WHAT YOU HAVE TO DO –
From the entries that follow, list every line in which the string "wheel" appears.

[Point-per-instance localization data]
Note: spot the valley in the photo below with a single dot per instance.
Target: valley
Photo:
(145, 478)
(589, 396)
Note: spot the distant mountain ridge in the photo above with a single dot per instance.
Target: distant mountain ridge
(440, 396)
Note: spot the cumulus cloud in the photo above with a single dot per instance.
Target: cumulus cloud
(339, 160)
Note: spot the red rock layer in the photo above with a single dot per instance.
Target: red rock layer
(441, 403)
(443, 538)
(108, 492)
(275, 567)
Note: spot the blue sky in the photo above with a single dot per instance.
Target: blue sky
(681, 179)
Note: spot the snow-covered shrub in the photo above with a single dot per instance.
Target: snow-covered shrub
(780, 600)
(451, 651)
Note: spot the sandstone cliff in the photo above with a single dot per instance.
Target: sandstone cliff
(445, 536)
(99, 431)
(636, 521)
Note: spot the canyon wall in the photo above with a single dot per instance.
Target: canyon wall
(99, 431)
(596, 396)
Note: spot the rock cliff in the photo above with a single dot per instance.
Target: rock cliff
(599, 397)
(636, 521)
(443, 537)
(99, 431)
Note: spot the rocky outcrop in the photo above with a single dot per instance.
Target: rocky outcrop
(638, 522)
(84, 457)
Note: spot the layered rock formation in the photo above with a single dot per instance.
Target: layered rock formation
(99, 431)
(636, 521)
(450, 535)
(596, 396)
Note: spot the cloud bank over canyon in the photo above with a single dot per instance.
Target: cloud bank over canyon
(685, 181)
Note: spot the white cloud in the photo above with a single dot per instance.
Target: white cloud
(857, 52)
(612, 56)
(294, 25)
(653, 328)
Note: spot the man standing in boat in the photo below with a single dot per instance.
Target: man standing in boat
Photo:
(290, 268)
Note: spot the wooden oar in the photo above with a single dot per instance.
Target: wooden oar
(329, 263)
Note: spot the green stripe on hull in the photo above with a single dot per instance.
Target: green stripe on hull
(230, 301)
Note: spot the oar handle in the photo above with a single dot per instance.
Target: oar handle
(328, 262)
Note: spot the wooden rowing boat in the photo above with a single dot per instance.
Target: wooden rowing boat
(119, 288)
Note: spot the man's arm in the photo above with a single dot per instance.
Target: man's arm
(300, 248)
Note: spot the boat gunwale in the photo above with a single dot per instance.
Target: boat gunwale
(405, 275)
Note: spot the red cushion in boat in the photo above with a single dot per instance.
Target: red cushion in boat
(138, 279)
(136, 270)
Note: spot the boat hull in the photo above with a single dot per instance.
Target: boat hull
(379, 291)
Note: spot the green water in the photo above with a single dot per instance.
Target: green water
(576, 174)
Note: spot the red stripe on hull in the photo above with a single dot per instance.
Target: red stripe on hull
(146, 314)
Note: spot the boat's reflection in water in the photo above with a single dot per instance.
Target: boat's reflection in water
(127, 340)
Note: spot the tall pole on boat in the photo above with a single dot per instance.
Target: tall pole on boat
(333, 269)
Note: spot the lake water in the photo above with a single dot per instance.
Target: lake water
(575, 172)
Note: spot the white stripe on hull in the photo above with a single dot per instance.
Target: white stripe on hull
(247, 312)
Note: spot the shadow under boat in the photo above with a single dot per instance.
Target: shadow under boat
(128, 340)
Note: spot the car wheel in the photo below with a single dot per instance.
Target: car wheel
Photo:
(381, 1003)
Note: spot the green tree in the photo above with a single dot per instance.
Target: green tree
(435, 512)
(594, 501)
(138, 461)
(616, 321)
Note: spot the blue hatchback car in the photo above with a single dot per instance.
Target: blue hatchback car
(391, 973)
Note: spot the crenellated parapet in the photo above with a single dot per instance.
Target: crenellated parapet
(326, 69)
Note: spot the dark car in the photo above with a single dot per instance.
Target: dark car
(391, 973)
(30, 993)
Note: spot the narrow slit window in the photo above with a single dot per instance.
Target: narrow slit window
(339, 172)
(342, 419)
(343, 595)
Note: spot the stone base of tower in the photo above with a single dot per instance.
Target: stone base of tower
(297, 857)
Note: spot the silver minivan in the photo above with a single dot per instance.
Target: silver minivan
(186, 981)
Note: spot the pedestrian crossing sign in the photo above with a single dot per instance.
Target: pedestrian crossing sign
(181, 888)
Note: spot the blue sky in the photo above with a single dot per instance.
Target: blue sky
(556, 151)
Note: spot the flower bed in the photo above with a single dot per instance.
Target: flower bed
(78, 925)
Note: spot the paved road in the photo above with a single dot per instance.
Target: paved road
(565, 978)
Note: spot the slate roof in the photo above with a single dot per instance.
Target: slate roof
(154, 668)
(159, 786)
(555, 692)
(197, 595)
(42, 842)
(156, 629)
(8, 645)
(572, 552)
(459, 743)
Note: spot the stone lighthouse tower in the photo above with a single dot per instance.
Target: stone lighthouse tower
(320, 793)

RESPONSE TO THE EXERCISE –
Note: spot the car wheel in the photo below with a single dot per instance.
Target: car wheel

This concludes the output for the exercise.